**Consignes:**
1) Reproduisez le passage de l'extrait sur la guerre en Ukraine allant de « Les anciennes règles » jusqu'à « soviétique et russo-américaine. », en changeant « Moyen-Orient » en « Proche-Orient ».
2) D'après l'extrait sur la guerre en Ukraine, quelle part des ventes mondiales de pétrole se fait en dollars américains ?

Rencontre entre Poutine et le prince héritier d’Abou Dhabi Mohammed bin Zayed Al Nahyan, 2018. (Kremlin)

Les régimes arabes du Golfe, et d’autres pays en développement, s’adapteront à un nouveau monde où le pouvoir est en train de changer. Ce n’est plus le monde que les États-Unis ont façonné après la guerre froide.

Il est prématuré de déterminer la forme exacte du monde à la suite de l’intervention militaire russe en Ukraine. Au risque de répéter des clichés redoutables, il est clair que l’ordre mondial a été irrévocablement modifié. L’ère de l’après-guerre froide est terminée, pour toujours.

Les États-Unis ont établi leur suprématie mondiale après l’effondrement de l’URSS et ont fait en sorte que l’OTAN forme un étau de sécurité autour de la Russie pour la maintenir faible et vulnérable - et pour préserver l’hégémonie américaine sur tout le continent. Jamais l’Amérique n’a été mise au défi de manière aussi directe et ciblée que par l’intervention de la Russie en Ukraine.

Les anciennes règles que les États-Unis ont imposées - par la force - ne seront plus. Si la Chine a fait preuve de prudence en exprimant son soutien à la Russie dans ses déclarations officielles, ses médias ont été clairs en réfutant les affirmations de la propagande américaine. Les répercussions de l’événement cataclysmique se feront sentir dans les années à venir et affecteront les conflits régionaux et internationaux.

L’impact de la guerre russo-ukrainienne sera également ressenti au Moyen-Orient, qui a une longue histoire d’implication dans la rivalité soviétique et russo-américaine.

Malgré la pression des États-Unis, aucun État arabe ne participe à la guerre économique contre la Russie en imposant des sanctions, rejoignant ainsi la plupart des pays d’Amérique latine et d’Afrique, ainsi que l’Iran, l’Inde, le Pakistan et la Chine. L’Arabie saoudite et d’autres États du Golfe ont résisté à la pression des États-Unis pour pomper davantage de pétrole afin de compenser l’interdiction américaine des importations de pétrole russe. Plus important encore, Riyad est en pourparlers avec la Chine pour échanger une partie de son pétrole en yuan, ce qui porterait un coup au dollar américain, qui est utilisé pour 80 % des ventes mondiales de pétrole. Jusqu’à présent, les Saoudiens ont utilisé exclusivement le dollar.

**Informations présentées:**
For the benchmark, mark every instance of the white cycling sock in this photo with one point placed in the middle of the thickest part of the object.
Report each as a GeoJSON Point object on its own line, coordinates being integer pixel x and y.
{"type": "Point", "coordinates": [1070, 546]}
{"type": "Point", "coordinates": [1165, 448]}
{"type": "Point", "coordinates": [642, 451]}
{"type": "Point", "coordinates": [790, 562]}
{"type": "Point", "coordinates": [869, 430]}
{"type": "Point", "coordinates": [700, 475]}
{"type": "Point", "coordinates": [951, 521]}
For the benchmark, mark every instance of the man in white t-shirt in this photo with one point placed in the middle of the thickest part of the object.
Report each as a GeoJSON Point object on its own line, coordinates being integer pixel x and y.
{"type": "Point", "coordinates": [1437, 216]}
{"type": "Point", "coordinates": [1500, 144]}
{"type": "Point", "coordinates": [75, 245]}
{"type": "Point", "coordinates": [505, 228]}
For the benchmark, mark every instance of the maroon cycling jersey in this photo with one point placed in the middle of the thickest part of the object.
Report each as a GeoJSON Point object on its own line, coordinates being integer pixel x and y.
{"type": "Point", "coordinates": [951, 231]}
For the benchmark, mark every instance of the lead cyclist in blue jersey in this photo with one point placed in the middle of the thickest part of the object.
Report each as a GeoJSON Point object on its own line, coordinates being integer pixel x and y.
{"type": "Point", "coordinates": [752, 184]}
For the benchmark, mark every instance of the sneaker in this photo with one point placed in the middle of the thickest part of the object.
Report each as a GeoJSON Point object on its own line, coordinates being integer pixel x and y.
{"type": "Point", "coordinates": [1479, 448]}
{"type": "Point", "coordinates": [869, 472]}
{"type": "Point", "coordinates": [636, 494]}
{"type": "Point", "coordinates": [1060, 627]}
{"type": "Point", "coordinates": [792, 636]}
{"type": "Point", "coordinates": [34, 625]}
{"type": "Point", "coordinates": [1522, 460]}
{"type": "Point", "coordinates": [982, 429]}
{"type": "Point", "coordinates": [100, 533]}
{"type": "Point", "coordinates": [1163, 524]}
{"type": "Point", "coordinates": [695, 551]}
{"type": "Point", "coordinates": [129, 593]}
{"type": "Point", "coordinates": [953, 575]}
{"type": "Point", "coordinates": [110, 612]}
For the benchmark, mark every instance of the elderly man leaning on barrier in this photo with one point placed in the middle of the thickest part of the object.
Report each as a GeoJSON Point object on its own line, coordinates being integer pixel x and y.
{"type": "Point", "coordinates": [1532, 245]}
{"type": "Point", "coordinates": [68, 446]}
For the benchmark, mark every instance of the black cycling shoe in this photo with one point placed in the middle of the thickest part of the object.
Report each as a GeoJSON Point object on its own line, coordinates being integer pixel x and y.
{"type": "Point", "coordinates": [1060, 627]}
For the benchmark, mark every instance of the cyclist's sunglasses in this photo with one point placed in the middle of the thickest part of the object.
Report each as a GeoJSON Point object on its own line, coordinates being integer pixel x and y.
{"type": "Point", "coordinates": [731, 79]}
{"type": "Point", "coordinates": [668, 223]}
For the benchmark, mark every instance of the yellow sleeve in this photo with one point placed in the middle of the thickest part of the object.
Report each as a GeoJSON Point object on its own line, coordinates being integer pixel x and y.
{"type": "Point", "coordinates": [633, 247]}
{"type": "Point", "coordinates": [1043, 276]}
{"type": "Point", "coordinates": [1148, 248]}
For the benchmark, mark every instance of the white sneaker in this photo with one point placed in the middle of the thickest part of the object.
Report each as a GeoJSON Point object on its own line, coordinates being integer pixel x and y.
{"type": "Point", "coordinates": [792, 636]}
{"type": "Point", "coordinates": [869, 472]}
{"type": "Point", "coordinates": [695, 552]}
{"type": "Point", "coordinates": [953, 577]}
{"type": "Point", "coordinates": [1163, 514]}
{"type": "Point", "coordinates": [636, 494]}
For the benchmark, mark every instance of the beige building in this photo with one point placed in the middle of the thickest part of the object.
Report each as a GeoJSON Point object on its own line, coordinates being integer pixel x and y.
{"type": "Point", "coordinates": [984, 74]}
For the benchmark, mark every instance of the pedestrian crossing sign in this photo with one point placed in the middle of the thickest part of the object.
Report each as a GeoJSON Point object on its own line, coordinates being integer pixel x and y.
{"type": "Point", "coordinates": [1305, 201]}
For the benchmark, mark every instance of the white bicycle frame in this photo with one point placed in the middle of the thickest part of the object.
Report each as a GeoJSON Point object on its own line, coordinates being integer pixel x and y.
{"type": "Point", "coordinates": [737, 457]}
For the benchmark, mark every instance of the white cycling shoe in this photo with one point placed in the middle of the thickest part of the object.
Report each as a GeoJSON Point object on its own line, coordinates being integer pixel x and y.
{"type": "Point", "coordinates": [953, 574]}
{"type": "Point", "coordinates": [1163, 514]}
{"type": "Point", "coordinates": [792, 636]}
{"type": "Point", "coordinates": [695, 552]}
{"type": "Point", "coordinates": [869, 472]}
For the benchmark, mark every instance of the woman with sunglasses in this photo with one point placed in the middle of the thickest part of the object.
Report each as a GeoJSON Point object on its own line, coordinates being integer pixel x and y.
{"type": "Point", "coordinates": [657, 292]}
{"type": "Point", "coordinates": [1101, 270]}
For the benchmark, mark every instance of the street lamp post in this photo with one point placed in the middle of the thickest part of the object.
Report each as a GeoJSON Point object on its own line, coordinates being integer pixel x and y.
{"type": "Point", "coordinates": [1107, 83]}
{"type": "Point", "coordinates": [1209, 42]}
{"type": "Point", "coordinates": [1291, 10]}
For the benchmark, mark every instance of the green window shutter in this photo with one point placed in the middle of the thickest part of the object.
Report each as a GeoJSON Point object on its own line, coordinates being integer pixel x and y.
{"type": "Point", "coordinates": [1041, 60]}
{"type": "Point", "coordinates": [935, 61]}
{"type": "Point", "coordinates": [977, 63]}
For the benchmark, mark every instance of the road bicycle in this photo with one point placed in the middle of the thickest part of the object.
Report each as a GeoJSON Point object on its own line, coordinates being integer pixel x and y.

**Réponses par consigne:**
1)
Les anciennes règles que les États-Unis ont imposées - par la force - ne seront plus. Si la Chine a fait preuve de prudence en exprimant son soutien à la Russie dans ses déclarations officielles, ses médias ont été clairs en réfutant les affirmations de la propagande américaine. Les répercussions de l’événement cataclysmique se feront sentir dans les années à venir et affecteront les conflits régionaux et internationaux.

L’impact de la guerre russo-ukrainienne sera également ressenti au Proche-Orient, qui a une longue histoire d’implication dans la rivalité soviétique et russo-américaine.

2) Le dollar américain est utilisé pour 80 % des ventes mondiales de pétrole.